-------- Source records --------

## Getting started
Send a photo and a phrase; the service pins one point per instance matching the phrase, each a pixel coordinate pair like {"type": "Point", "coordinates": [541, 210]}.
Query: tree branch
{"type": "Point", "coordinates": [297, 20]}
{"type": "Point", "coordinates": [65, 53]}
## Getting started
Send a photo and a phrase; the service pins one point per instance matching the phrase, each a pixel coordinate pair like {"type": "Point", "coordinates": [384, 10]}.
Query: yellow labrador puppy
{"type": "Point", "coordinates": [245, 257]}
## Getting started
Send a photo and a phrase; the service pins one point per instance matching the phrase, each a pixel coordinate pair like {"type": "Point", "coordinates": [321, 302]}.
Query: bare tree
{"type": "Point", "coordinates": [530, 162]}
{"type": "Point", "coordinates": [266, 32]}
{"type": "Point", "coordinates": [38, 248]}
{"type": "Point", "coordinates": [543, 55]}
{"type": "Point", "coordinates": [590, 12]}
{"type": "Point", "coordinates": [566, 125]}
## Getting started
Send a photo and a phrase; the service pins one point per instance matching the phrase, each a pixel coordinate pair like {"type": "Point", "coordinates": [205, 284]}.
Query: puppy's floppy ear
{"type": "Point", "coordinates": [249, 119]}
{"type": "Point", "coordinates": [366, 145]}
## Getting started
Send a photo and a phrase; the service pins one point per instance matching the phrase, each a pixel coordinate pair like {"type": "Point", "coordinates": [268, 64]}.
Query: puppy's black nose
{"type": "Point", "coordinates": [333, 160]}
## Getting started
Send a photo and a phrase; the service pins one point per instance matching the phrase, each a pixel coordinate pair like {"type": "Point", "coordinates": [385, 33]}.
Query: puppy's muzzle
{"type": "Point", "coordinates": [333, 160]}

--------

Work item:
Print out the full listing above, word for word.

Exercise result:
## Getting started
Send a photo and a phrase; the service pins one point per instance matching the phrase, each a pixel coordinate pair like {"type": "Point", "coordinates": [541, 210]}.
Query: tree branch
{"type": "Point", "coordinates": [297, 20]}
{"type": "Point", "coordinates": [65, 53]}
## Getting started
Send a photo and a phrase; the service pins one point per instance matching the phrase, each a pixel coordinate pair like {"type": "Point", "coordinates": [384, 10]}.
Query: yellow labrador puppy
{"type": "Point", "coordinates": [245, 257]}
## Getting started
Send a photo and a phrase; the service pins one point per instance matching the phrase, each a pixel coordinate pair like {"type": "Point", "coordinates": [321, 302]}.
Query: bare tree
{"type": "Point", "coordinates": [530, 162]}
{"type": "Point", "coordinates": [266, 32]}
{"type": "Point", "coordinates": [38, 248]}
{"type": "Point", "coordinates": [543, 55]}
{"type": "Point", "coordinates": [590, 12]}
{"type": "Point", "coordinates": [566, 125]}
## Getting started
Send a photo and a phrase; the service pins one point per instance matching the phrase, each a pixel coordinate pair like {"type": "Point", "coordinates": [205, 284]}.
Query: puppy's floppy ear
{"type": "Point", "coordinates": [249, 119]}
{"type": "Point", "coordinates": [366, 145]}
## Getting started
Send a photo and a phrase; the service pins one point per instance matching the phrase, each a pixel coordinate pair like {"type": "Point", "coordinates": [268, 64]}.
Query: puppy's black nose
{"type": "Point", "coordinates": [333, 160]}
## Getting started
Send a photo and a phrase; the service pins one point per instance matching the phrase, each a pixel coordinate pair like {"type": "Point", "coordinates": [385, 33]}.
Query: puppy's muzzle
{"type": "Point", "coordinates": [333, 160]}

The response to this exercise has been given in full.